- **Exercise material**:

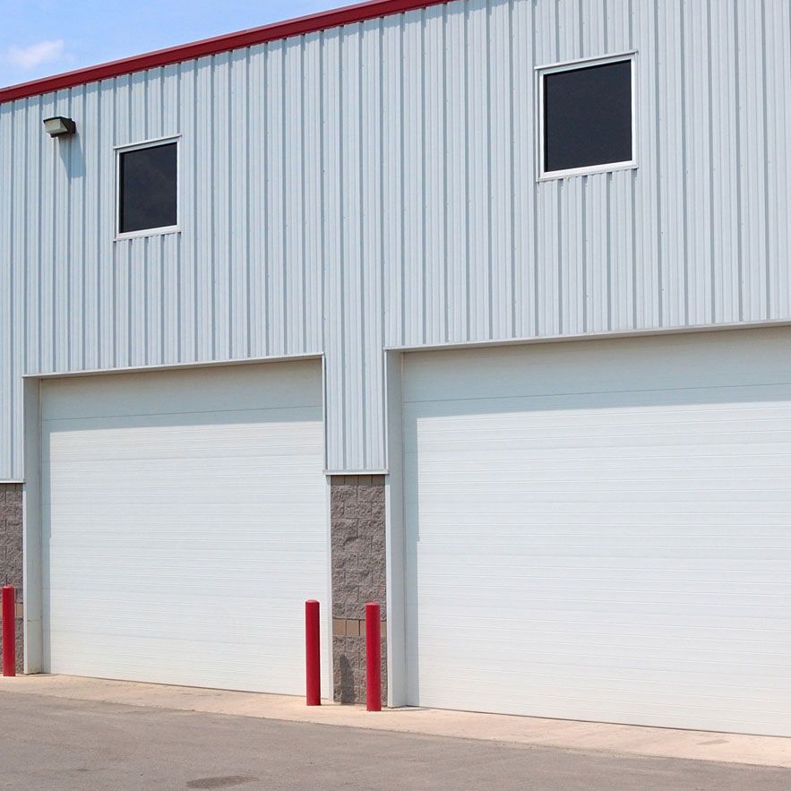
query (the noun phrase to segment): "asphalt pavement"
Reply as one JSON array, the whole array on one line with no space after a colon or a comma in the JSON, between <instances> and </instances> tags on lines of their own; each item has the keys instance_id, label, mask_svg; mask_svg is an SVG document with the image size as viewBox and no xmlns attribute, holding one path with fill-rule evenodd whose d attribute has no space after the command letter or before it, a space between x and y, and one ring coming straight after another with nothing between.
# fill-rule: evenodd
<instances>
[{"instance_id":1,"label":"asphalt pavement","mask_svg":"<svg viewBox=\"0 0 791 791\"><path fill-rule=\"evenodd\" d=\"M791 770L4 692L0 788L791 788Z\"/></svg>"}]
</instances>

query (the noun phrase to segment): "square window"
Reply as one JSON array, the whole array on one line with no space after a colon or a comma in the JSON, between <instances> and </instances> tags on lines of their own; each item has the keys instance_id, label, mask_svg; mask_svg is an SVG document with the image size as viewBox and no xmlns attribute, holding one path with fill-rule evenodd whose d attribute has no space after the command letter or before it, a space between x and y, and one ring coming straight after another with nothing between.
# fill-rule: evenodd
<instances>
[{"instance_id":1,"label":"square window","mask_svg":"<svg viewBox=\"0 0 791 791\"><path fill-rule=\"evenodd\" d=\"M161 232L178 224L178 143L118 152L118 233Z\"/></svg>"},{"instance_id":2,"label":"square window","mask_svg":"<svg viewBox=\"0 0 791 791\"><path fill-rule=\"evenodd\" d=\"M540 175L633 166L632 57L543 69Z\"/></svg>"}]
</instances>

- **Problem description**: Convert every line of the data above into a Markdown table with the columns "Row" and "Data line", numbering the rows in order and skipping blank lines. Omit the pictures from the table.

- **Exercise solution**:
| Row | Data line |
|---|---|
| 1 | query (the noun phrase to segment): "asphalt pavement" |
| 2 | Reply as one JSON array, the whole array on one line with no space after a colon or a comma in the JSON, between <instances> and </instances> tags on lines of their own; each item has the keys instance_id, label, mask_svg; mask_svg is an SVG document with the image size as viewBox and no xmlns attribute, holding one path with fill-rule evenodd whose d attribute has no space after the command letter or before it, a space between x and y, and one ring coming straight after another with nothing between. |
| 3 | # fill-rule: evenodd |
| 4 | <instances> |
| 5 | [{"instance_id":1,"label":"asphalt pavement","mask_svg":"<svg viewBox=\"0 0 791 791\"><path fill-rule=\"evenodd\" d=\"M791 770L4 692L0 788L791 788Z\"/></svg>"}] |
| 6 | </instances> |
| 7 | query (the noun phrase to segment): "square window" |
| 8 | Reply as one JSON array, the whole array on one line with no space after a colon or a comma in the JSON, between <instances> and </instances> tags on lines of their own; each item has the keys instance_id, label, mask_svg; mask_svg is an SVG document with the image size as viewBox and no xmlns attribute, holding one path with fill-rule evenodd whose d attribute has no space after the command letter or before it, a space between x and y, and one ring coming straight after another with nothing between. |
| 9 | # fill-rule: evenodd |
| 10 | <instances> |
| 11 | [{"instance_id":1,"label":"square window","mask_svg":"<svg viewBox=\"0 0 791 791\"><path fill-rule=\"evenodd\" d=\"M161 232L178 224L178 143L118 152L118 233Z\"/></svg>"},{"instance_id":2,"label":"square window","mask_svg":"<svg viewBox=\"0 0 791 791\"><path fill-rule=\"evenodd\" d=\"M540 175L633 166L632 57L543 69Z\"/></svg>"}] |
| 12 | </instances> |